STORED RECORDS:
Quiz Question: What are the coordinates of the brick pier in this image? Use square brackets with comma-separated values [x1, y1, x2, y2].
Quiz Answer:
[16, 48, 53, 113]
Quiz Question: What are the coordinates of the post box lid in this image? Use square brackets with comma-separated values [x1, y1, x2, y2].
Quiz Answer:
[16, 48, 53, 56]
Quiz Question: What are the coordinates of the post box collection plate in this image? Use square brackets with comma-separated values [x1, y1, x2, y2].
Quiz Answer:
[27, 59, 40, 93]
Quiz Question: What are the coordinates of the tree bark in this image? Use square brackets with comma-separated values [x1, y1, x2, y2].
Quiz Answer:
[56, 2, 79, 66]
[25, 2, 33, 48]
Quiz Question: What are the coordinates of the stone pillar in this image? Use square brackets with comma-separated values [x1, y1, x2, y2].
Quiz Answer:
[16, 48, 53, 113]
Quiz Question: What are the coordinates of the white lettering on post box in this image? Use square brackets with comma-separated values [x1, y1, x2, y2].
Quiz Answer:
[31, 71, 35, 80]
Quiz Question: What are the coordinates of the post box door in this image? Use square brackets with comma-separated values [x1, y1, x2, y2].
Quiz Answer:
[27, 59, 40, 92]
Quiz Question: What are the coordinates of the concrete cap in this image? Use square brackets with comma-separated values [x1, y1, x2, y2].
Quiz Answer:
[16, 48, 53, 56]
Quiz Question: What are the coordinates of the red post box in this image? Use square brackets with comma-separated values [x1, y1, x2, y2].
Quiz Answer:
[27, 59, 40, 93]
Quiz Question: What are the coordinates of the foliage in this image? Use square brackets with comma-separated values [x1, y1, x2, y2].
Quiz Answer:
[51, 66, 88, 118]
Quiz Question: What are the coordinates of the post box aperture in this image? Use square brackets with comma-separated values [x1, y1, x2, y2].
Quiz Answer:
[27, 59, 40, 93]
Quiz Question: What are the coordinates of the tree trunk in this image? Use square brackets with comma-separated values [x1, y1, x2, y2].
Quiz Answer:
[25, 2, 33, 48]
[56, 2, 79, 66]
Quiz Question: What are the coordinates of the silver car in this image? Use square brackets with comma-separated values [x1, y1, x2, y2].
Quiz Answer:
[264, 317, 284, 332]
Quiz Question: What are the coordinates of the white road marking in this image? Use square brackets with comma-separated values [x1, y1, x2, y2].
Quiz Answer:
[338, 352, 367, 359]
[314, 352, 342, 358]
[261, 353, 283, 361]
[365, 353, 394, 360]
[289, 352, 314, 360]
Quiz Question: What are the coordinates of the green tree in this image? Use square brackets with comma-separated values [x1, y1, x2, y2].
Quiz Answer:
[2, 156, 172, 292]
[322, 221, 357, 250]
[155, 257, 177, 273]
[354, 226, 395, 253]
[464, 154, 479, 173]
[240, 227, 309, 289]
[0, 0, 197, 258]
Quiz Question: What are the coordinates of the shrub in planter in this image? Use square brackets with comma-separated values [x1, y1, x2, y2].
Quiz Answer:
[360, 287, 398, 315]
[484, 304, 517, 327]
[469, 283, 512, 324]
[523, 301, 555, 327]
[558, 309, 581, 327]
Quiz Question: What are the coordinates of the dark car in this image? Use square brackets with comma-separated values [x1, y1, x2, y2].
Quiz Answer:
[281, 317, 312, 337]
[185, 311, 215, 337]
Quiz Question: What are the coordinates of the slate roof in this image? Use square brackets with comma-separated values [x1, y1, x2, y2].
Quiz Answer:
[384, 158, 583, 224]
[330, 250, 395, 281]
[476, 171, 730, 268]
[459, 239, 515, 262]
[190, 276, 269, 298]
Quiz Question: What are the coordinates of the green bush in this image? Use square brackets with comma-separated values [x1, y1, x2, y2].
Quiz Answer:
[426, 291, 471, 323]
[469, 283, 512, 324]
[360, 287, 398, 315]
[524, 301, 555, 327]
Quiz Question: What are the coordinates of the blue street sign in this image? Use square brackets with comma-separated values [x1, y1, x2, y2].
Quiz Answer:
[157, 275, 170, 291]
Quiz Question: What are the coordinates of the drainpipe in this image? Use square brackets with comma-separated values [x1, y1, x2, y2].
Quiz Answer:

PROBLEM: Scale the data from its first line up to and including the line with "[31, 71, 35, 80]". Write out each of those lines again, with every bounding box coordinate multiplied by 1.4 and rounded to a whole number (halves go up), and leave all other text, including the [x1, y1, x2, y2] format sample, unchanged.

CORRECT RESULT:
Quiz Question: What are the coordinates of the brick pier in this image? Use square brackets with comma-separated values [x1, y1, x2, y2].
Quiz Answer:
[22, 67, 74, 158]
Quiz Question: What are the coordinates of the post box lid in this image? Use square brackets with comma-separated values [x1, y1, x2, y2].
Quiz Answer:
[22, 67, 74, 78]
Quiz Question: What are the coordinates of the post box collection plate in this image? Use square brackets with comma-separated values [x1, y1, x2, y2].
Quiz Answer:
[38, 83, 56, 130]
Quiz Question: What are the coordinates of the tree bark in this image? Use square brackets with comma-separated values [x1, y1, x2, y2].
Quiz Answer:
[78, 3, 111, 92]
[35, 3, 46, 67]
Quiz Question: What are the coordinates of the stone pillar in this image? Use square brackets with comma-separated values [x1, y1, x2, y2].
Quiz Answer:
[22, 67, 74, 158]
Quiz Question: What are the coordinates of the white lettering on post box in this image? Use square brackets with comma-separated values [x1, y1, x2, y2].
Quiz Answer:
[43, 99, 49, 112]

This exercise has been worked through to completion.